### INPUT RECORDS
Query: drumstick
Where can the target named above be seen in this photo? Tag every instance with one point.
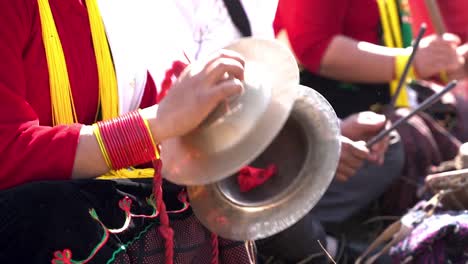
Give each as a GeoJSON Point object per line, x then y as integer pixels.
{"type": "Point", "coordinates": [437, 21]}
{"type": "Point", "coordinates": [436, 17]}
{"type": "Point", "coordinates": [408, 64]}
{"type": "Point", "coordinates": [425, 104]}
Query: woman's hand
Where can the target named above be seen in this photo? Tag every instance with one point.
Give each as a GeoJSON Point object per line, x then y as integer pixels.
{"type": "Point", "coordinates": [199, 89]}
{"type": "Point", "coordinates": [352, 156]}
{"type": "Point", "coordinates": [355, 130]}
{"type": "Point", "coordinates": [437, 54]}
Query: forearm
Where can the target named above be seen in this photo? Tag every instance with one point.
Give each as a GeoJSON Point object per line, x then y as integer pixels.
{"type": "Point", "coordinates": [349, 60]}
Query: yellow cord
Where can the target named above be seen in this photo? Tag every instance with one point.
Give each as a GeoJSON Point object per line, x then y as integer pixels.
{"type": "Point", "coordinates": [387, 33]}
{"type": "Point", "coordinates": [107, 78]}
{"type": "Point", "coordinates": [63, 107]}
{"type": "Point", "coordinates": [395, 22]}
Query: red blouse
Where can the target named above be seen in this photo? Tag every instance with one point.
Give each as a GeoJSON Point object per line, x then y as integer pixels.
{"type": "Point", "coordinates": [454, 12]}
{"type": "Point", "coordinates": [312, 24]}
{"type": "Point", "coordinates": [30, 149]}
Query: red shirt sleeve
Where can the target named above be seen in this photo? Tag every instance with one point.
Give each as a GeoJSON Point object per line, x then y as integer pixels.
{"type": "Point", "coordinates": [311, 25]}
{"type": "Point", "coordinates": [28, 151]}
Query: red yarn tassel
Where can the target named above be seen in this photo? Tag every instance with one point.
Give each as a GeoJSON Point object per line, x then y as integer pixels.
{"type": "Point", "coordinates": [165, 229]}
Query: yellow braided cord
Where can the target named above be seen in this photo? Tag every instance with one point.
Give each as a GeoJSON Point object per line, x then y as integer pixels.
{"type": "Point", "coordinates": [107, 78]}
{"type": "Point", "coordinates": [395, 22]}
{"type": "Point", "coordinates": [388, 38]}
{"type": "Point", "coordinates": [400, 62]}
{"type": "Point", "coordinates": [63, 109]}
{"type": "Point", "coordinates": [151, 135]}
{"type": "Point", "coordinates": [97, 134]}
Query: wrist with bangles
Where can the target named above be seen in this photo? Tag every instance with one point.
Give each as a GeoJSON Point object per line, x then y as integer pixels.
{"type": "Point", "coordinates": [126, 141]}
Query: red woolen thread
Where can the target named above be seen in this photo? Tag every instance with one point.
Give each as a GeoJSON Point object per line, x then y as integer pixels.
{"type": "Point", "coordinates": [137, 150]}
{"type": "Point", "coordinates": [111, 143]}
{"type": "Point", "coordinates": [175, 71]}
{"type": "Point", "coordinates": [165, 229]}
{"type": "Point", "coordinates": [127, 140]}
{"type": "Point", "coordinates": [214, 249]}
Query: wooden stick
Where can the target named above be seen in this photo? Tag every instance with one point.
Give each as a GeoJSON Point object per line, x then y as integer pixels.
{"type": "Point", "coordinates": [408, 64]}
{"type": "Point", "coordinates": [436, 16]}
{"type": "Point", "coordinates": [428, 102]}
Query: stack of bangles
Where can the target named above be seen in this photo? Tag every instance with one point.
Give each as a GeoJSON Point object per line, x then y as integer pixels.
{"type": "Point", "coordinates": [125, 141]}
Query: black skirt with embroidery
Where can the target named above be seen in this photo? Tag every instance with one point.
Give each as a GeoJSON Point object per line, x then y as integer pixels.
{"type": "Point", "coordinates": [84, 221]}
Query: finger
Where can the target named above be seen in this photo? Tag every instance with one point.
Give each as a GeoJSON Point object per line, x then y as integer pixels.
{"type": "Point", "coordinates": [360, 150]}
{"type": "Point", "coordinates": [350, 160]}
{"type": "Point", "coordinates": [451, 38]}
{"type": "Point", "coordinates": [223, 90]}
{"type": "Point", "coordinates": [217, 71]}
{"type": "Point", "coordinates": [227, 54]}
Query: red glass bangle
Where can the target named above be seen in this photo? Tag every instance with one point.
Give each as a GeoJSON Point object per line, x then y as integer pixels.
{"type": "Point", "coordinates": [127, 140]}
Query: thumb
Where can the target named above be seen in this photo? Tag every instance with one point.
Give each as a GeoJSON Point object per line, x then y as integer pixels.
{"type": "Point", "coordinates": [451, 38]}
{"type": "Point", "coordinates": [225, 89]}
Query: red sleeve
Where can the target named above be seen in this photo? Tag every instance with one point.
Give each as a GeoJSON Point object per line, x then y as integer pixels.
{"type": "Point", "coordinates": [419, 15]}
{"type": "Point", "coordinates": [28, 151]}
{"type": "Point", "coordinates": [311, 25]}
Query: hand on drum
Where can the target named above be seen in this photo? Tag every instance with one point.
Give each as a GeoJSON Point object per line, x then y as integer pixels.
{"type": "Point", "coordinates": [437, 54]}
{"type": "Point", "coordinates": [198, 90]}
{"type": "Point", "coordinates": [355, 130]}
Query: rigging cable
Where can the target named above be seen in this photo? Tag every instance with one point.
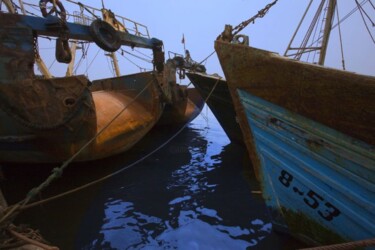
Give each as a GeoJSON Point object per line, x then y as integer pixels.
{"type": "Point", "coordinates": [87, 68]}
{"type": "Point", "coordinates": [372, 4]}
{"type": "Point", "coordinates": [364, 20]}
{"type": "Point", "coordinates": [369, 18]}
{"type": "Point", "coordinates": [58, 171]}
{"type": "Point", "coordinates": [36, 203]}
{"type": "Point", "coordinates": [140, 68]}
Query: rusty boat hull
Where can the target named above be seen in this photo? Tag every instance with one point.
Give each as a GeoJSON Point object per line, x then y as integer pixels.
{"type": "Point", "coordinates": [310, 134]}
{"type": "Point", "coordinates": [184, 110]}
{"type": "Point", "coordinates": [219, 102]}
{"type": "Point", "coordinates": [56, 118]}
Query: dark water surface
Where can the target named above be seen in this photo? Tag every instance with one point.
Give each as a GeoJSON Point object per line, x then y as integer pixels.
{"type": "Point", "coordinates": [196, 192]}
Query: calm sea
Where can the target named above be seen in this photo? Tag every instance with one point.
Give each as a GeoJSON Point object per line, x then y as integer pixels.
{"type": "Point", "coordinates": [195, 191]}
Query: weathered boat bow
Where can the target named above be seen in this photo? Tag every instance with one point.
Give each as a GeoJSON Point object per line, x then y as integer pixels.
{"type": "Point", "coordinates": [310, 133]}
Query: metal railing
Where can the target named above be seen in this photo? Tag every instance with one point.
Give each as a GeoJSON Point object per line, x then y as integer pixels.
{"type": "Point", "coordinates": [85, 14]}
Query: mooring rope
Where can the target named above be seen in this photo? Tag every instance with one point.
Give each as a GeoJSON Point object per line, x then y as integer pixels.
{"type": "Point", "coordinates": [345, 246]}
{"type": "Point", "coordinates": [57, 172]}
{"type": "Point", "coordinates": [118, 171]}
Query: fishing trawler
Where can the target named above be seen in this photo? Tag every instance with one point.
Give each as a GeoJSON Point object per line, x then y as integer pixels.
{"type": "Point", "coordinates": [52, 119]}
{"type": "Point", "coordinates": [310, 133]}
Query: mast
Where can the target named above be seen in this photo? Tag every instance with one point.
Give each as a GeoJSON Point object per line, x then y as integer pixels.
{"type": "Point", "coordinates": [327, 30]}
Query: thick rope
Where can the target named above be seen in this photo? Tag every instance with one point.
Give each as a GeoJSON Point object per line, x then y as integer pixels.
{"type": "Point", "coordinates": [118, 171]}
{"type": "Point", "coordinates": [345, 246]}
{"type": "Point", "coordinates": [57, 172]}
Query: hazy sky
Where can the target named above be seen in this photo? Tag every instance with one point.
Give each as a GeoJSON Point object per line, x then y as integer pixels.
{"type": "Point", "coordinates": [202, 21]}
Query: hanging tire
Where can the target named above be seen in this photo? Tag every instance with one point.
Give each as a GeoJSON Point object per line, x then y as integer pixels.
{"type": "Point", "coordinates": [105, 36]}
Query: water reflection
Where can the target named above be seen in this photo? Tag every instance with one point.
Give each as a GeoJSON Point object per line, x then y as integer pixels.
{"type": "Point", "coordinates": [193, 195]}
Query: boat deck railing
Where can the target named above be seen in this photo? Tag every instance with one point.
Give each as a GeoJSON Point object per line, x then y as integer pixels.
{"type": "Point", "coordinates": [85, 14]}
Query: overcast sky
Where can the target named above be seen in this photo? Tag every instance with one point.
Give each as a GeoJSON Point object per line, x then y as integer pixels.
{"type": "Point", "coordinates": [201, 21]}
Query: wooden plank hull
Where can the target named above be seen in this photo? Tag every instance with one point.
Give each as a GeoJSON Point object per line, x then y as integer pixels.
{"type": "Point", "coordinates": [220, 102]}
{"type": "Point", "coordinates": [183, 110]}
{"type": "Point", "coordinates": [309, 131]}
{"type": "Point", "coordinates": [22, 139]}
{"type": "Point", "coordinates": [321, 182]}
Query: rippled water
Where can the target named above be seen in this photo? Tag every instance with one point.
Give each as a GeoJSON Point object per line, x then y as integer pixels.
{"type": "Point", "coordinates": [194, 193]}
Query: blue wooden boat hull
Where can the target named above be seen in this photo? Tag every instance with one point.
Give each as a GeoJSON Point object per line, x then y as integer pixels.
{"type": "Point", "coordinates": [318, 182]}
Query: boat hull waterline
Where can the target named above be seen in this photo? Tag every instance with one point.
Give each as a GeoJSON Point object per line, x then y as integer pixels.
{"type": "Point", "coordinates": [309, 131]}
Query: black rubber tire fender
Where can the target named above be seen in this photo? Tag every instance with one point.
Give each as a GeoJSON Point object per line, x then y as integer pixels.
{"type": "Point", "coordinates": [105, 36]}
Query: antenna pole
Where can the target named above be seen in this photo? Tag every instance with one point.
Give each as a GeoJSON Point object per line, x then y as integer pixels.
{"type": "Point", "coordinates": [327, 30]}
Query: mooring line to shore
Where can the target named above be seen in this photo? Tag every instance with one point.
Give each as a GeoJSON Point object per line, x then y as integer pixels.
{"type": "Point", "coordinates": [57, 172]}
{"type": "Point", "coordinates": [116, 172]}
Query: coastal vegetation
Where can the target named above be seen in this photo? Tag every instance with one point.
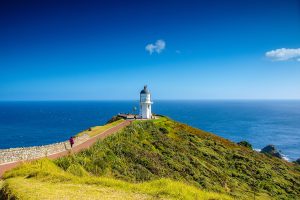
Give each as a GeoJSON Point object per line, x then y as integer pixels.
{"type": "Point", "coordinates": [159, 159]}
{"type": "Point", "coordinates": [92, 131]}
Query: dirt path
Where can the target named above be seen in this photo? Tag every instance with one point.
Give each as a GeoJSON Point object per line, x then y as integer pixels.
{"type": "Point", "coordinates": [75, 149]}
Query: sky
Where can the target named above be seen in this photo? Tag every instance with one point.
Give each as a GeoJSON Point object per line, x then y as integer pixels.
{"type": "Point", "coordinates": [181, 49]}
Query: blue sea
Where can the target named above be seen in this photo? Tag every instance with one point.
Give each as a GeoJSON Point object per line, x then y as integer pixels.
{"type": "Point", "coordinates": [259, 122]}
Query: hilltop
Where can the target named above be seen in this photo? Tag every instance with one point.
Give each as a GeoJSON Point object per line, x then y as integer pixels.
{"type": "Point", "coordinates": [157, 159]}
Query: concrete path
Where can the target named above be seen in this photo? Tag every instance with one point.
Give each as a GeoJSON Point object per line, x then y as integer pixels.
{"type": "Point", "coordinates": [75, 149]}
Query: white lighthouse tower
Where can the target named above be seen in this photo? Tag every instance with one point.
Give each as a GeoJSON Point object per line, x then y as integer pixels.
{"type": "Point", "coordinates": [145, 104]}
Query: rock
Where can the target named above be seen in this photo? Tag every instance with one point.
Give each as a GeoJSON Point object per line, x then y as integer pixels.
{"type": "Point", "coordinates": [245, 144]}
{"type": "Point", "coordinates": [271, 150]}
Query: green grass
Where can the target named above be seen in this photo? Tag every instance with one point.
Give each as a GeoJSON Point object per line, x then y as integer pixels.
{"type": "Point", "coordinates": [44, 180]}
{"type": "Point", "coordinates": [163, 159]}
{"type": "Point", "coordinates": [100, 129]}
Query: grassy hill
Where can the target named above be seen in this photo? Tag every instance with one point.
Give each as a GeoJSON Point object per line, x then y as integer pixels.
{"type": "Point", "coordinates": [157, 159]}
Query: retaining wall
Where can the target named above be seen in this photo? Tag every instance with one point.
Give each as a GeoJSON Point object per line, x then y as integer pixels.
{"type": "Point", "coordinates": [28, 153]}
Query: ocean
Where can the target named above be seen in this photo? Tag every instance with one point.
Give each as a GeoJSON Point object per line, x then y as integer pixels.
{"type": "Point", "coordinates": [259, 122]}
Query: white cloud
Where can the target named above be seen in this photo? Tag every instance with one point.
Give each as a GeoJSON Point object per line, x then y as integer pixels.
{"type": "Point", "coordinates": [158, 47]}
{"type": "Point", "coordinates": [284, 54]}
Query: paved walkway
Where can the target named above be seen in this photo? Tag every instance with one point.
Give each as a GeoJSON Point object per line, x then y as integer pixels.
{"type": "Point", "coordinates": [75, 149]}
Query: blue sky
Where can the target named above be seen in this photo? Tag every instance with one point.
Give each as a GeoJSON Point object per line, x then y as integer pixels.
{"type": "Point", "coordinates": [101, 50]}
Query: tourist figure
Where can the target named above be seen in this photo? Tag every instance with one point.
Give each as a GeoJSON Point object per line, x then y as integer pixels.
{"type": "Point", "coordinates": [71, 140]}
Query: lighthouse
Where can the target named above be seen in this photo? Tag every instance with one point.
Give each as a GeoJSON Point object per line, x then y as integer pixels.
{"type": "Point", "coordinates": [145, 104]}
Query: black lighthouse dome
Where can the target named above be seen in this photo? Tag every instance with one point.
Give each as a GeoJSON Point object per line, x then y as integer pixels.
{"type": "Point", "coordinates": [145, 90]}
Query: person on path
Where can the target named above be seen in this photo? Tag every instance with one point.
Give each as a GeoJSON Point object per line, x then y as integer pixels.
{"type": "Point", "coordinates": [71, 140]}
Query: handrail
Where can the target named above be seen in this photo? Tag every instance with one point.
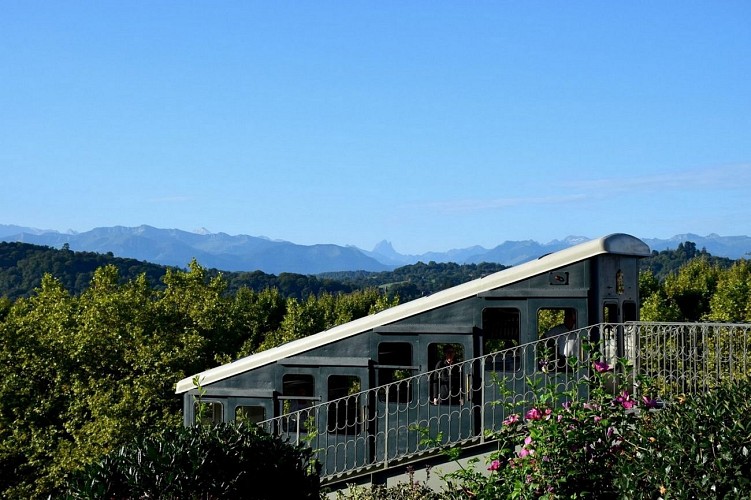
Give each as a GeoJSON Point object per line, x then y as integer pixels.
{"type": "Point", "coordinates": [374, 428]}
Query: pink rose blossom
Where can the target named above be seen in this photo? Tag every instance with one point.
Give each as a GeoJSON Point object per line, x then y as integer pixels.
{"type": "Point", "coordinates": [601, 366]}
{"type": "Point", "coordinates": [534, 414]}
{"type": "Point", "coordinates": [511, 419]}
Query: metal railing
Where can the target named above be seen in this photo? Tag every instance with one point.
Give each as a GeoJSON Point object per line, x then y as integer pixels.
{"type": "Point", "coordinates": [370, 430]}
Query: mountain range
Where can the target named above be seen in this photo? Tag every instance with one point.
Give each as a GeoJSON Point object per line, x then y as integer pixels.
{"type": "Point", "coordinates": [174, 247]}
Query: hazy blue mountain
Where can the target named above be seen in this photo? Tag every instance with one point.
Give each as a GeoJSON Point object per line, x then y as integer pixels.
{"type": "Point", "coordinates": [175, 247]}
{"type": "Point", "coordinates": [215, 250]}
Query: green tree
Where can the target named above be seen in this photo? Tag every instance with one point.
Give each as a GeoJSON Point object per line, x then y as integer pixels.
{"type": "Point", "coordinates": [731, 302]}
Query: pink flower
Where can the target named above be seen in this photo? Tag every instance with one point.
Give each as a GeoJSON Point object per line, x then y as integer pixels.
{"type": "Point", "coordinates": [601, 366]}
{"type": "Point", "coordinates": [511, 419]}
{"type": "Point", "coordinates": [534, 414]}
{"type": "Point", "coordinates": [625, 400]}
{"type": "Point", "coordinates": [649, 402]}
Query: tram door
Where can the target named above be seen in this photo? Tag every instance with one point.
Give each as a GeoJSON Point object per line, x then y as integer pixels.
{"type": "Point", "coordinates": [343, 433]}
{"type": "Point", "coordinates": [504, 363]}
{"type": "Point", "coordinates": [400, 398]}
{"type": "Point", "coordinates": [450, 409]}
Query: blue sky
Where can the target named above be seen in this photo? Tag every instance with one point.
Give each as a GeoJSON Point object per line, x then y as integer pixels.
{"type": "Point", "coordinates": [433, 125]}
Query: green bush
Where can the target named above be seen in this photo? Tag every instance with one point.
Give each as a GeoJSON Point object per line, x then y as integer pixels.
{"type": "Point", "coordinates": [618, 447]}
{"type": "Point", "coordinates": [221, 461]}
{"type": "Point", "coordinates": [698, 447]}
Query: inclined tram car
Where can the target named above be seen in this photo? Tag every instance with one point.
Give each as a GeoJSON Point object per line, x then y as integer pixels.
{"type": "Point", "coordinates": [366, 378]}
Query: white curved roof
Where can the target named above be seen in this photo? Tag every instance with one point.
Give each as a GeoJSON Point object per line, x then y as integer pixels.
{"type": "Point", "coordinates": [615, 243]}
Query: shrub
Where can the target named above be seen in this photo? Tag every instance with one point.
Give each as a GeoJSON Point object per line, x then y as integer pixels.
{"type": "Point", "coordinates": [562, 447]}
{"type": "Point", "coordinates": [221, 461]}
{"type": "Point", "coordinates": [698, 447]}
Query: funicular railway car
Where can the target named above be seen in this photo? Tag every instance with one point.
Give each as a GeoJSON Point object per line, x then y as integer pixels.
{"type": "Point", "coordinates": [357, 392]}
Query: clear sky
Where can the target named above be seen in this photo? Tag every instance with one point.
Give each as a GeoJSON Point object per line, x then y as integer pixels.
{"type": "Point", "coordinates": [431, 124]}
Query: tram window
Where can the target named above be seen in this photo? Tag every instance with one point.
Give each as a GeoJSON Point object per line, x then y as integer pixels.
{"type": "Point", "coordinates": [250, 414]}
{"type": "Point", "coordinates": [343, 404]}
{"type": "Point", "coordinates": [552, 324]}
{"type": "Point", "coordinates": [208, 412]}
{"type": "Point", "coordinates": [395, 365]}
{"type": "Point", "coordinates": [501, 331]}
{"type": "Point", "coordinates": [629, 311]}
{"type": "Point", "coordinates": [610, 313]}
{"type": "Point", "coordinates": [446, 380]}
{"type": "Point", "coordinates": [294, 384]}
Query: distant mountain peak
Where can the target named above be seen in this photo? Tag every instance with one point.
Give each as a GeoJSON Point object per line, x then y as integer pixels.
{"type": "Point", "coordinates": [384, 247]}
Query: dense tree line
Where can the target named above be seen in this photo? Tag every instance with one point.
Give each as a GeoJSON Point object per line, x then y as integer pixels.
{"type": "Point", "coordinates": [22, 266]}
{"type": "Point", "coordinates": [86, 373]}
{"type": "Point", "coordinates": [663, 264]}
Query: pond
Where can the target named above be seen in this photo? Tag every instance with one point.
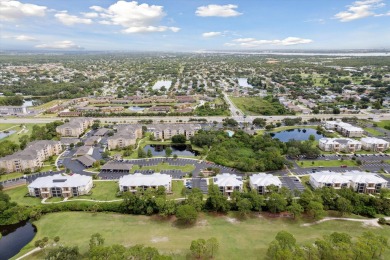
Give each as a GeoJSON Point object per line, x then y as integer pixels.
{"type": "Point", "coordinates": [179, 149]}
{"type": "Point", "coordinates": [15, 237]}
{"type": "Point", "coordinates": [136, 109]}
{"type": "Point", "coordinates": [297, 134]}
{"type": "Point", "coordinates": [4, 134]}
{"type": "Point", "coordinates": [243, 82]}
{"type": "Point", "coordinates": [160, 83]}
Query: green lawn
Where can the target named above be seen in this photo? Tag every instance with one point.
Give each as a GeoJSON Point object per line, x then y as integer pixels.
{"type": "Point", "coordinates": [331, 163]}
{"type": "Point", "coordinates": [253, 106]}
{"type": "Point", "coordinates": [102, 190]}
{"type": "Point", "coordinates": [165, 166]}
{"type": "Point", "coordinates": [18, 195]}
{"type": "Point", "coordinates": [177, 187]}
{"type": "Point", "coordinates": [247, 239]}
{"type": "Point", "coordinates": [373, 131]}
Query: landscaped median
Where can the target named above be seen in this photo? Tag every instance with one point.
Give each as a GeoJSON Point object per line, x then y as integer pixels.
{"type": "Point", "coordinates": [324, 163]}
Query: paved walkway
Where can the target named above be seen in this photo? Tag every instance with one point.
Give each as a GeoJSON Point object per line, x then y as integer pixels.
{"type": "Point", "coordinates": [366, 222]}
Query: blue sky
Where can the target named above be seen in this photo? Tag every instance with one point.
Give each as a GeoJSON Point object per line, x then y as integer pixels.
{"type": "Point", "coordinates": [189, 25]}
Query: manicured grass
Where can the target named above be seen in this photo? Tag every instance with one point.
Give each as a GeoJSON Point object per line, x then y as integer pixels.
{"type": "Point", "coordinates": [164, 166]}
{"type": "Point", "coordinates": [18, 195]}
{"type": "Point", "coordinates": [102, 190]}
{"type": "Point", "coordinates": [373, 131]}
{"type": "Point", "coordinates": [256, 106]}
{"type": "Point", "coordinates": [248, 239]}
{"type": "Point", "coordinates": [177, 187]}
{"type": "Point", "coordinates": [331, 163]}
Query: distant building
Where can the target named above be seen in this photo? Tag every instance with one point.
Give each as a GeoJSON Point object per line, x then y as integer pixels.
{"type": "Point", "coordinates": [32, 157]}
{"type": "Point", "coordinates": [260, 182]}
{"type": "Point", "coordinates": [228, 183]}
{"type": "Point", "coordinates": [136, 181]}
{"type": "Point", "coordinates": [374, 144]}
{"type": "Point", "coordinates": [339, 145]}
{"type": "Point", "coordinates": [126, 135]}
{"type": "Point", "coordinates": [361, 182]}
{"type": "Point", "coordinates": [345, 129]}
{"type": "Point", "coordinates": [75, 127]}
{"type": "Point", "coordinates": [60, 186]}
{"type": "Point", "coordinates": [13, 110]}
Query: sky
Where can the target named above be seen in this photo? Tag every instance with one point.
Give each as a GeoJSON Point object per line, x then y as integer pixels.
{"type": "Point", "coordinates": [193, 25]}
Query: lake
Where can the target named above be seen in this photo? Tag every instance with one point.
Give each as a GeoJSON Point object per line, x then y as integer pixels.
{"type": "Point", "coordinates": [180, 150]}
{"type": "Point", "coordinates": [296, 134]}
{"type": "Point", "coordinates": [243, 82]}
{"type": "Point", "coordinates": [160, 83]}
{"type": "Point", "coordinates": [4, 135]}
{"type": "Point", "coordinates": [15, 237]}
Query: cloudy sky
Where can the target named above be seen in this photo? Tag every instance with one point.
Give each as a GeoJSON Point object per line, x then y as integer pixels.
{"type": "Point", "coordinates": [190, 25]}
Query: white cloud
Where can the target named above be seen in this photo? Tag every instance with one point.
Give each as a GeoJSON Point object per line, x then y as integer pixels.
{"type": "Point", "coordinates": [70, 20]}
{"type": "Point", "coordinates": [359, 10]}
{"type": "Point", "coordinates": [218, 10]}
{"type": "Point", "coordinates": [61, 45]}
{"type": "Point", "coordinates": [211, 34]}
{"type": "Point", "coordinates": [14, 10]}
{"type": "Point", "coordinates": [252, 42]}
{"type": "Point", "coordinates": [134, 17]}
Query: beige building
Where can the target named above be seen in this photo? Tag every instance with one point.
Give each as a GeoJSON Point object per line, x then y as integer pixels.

### SET TASK
What are the lines from the one with "Query: lake" through the last line of the records above? Quote them exactly and add nothing.

### OUTPUT FOR THIS EXERCISE
Query: lake
Where can the target named above be seen in this photo? Tag every instance with one point.
Give each as a GeoJSON Point object per line, x then y as integer pixels.
{"type": "Point", "coordinates": [180, 150]}
{"type": "Point", "coordinates": [296, 134]}
{"type": "Point", "coordinates": [243, 82]}
{"type": "Point", "coordinates": [160, 83]}
{"type": "Point", "coordinates": [4, 135]}
{"type": "Point", "coordinates": [15, 237]}
Query: cloudy sky
Where can the target named above be seen in this photo? Tag every instance with one point.
Give each as a GeoJSON Point object per line, x then y as integer pixels.
{"type": "Point", "coordinates": [190, 25]}
Query: white cloud
Where can the target named above be seen in this photo? Tag every instance with one point.
Give each as a GeoJSON Point object per line, x then y as integer pixels.
{"type": "Point", "coordinates": [70, 20]}
{"type": "Point", "coordinates": [359, 10]}
{"type": "Point", "coordinates": [218, 10]}
{"type": "Point", "coordinates": [61, 45]}
{"type": "Point", "coordinates": [211, 34]}
{"type": "Point", "coordinates": [14, 10]}
{"type": "Point", "coordinates": [252, 42]}
{"type": "Point", "coordinates": [134, 17]}
Query: beige building
Where can the target named above be seen in this photo? Tag every instance with one point.
Give each as a GeoJSON Point object per line, x then y as integer pixels.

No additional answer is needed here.